-- Start Listed entries --
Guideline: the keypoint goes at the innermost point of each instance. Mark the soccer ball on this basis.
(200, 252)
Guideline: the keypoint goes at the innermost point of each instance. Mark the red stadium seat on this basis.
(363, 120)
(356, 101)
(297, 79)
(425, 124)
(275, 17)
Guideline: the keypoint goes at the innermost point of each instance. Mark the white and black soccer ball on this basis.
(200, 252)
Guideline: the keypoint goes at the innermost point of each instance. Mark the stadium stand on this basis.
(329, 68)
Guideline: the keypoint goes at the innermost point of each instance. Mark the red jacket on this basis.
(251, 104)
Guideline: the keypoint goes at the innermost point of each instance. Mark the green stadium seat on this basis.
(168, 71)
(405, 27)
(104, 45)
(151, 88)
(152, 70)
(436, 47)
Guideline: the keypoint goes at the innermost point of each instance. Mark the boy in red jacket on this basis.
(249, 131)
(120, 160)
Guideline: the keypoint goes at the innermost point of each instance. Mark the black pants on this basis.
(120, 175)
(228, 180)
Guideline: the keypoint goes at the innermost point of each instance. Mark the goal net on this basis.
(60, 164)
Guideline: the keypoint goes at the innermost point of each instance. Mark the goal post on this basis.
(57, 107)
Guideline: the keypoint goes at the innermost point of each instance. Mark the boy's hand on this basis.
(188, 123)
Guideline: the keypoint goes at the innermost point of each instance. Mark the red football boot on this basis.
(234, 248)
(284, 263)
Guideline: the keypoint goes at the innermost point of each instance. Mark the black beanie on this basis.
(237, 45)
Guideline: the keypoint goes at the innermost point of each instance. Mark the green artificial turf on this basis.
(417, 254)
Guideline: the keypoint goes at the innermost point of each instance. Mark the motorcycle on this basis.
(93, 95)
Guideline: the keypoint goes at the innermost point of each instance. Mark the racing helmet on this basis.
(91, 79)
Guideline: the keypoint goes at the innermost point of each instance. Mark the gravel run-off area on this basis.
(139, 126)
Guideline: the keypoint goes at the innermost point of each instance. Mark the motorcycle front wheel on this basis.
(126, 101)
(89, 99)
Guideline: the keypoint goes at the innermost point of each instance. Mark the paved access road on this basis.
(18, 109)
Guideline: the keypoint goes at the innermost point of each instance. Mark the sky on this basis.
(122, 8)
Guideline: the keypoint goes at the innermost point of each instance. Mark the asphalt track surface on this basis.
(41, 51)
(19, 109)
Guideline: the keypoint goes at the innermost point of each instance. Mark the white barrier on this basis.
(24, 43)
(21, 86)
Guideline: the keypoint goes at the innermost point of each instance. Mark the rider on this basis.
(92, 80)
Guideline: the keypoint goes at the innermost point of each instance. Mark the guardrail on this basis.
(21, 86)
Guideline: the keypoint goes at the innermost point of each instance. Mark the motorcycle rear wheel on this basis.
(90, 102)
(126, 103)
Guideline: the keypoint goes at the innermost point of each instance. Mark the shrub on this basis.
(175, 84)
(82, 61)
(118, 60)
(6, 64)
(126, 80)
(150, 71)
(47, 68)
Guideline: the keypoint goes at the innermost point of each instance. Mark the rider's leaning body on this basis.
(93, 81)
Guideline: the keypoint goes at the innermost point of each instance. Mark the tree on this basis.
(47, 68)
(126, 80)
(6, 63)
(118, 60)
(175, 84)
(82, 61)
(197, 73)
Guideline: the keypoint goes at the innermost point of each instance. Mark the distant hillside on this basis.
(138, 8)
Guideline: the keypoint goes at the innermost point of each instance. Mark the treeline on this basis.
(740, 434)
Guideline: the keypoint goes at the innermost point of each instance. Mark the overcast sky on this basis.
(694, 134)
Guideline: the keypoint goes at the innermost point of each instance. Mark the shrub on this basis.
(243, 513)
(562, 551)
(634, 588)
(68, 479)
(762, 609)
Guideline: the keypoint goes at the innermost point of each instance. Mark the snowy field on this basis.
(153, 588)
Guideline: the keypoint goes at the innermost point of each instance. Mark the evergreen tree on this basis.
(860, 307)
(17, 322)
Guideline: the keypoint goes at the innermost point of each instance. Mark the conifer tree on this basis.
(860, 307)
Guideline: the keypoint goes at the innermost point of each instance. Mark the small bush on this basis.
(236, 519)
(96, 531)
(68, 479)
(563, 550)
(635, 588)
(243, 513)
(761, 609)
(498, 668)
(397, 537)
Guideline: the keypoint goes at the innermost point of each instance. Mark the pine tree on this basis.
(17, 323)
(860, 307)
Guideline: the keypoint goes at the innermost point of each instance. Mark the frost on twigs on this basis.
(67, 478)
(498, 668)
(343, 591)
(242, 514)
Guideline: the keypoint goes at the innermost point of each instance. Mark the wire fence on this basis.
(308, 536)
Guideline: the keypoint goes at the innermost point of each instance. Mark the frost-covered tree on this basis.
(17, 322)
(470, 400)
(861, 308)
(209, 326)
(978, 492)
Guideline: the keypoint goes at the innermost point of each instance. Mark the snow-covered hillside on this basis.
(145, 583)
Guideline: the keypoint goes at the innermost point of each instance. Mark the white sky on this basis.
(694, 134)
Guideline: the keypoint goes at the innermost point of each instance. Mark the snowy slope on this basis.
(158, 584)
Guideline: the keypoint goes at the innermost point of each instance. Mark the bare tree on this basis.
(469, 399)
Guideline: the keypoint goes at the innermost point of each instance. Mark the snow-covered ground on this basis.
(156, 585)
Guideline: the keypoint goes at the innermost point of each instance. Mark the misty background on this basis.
-- End Listed entries --
• [To do] Copy out the material word for word and line for line.

• [Solved problem]
Guideline: the keypoint goes at the innermost point of each instance. Mark the soccer ball on this basis.
(200, 252)
Guideline: the keypoint goes at the innermost point of each instance. Mark the red stadium seat on this basis.
(363, 120)
(356, 101)
(297, 79)
(425, 124)
(275, 17)
Guideline: the keypoint goes at the innermost point of each instance. Mark the white and black soccer ball on this basis.
(200, 252)
Guideline: the keypoint goes at the innermost point of each instance. Mark the stadium stand on this basis.
(329, 68)
Guideline: the keypoint goes at the innermost point of each instance. Mark the red jacket on this basis.
(251, 104)
Guideline: the keypoint goes at the innermost point of each instance. Mark the green stadium seat on this basis.
(168, 71)
(405, 27)
(104, 45)
(151, 88)
(152, 70)
(436, 47)
Guideline: the keypoint goes at the innermost point of each instance. Mark the boy in red jacket on this basis.
(249, 131)
(120, 160)
Guideline: the keypoint goes at the innermost point of each instance. Mark the black pants on this basis.
(120, 175)
(228, 180)
Guideline: the keypoint goes at the innermost point of each instance. Mark the goal net on this basis.
(60, 164)
Guideline: the keypoint goes at the innermost point of each instance. Mark the goal post on this basis.
(57, 107)
Guideline: the keypoint goes at the innermost point of each instance. Mark the boy's hand on this basis.
(188, 123)
Guideline: the keypoint goes at the innermost point of each instance. Mark the red football boot on this basis.
(234, 248)
(284, 263)
Guideline: the keypoint goes at the innermost point of each instance. Mark the black beanie on this basis.
(237, 45)
Guideline: the keypoint goes at the innermost point of each instance. Mark the green artificial turf on this basis.
(417, 254)
Guideline: the keypoint goes at the innermost point of each instance. Mark the motorcycle on this basis.
(93, 95)
Guideline: the keypoint goes at the innermost point of each instance. Mark the racing helmet on this basis.
(91, 79)
Guideline: the keypoint goes at the innermost point of each instance. Mark the gravel run-off area on this basis.
(139, 126)
Guideline: the keypoint goes at the innermost point of each instance. Mark the motorcycle front wheel on this basis.
(126, 101)
(89, 99)
Guideline: the keypoint goes at the innermost point of each instance. Mark the paved access road on this basis.
(18, 109)
Guideline: the keypoint goes at the innermost point of each instance. Mark the sky on this basis.
(122, 8)
Guideline: the keypoint goes at the innermost point of each instance. Mark the asphalt track surface on this basis.
(41, 51)
(19, 109)
Guideline: the keypoint goes at the innermost point of each instance. Mark the white barrier on this basis.
(24, 43)
(21, 86)
Guideline: the keypoint goes at the innermost point of each instance. Mark the rider on this basis.
(92, 80)
Guideline: the keypoint goes at the innermost point of each instance. Mark the guardrail on this basis.
(21, 86)
Guideline: the keypoint goes at the innermost point of each instance. Mark the motorcycle rear wheel on this basis.
(90, 102)
(126, 103)
Guideline: the keypoint goes at the innermost point of each instance. Mark the shrub on this basis.
(175, 84)
(82, 61)
(118, 60)
(6, 64)
(126, 80)
(150, 71)
(47, 68)
Guideline: the keypoint goes at the innermost point of each instance. Mark the rider's leaning body on this basis.
(93, 81)
Guideline: the keypoint goes at the innermost point of each instance. Mark the tree on this basis.
(47, 68)
(126, 80)
(6, 63)
(118, 60)
(175, 84)
(82, 61)
(197, 73)
Guideline: the keypoint goes at the innermost point of each instance. Mark the distant hillside on this basis.
(138, 8)
Guideline: the keypoint goes at the innermost point of each instance. Mark the treeline on this basis.
(740, 434)
Guideline: the keypoint goes at the innermost point of each instance. Mark the overcast sky on this basis.
(694, 134)
Guideline: the keypoint goes at the innermost point of each instance. Mark the shrub on this basis.
(243, 513)
(562, 551)
(634, 588)
(68, 479)
(762, 609)
Guideline: the keypoint goes at the innermost point of each instance. Mark the snowy field on this basis.
(153, 588)
Guideline: the keypoint goes at the innermost point of each instance. Mark the evergreen tree on this basis.
(860, 307)
(17, 322)
Guideline: the keypoint goes at the innermost point of each instance. Mark the conifer tree on this basis.
(860, 307)
Guideline: the keypoint goes at the innermost point of each instance. Mark the small bush on this basis.
(236, 519)
(96, 531)
(68, 479)
(563, 550)
(635, 588)
(243, 513)
(761, 609)
(498, 668)
(397, 537)
Guideline: the keypoint goes at the innermost point of each instance. Mark the pine tree on this basis.
(17, 323)
(860, 307)
Guideline: the keypoint goes at the innermost point of each instance. Mark the frost on twigs on this basis.
(67, 478)
(498, 668)
(343, 591)
(242, 514)
Guideline: the keypoint goes at the innermost point of each instance. Mark the wire fence on this basis.
(308, 536)
Guideline: the keypoint goes at the innermost point of each instance. Mark the frost-covered tree on this basis.
(17, 322)
(470, 400)
(861, 308)
(209, 326)
(978, 492)
Guideline: the keypoint goes at the innermost point of each instance. Mark the snow-covered hillside on this basis.
(145, 583)
Guideline: the keypoint goes at the innermost point of each instance. Mark the white sky on this basis.
(694, 134)
Guideline: the keypoint goes at the innermost point of each instance. Mark the snowy slope on this basis.
(158, 584)
Guideline: the keypoint goes at the innermost point of each instance. Mark the bare tree on this basis.
(469, 399)
Guideline: the keypoint goes at the innermost point of each instance. Mark the snow-covered ground on this basis.
(156, 585)
Guideline: the keypoint goes at the innermost point of each instance. Mark the misty background on this basis.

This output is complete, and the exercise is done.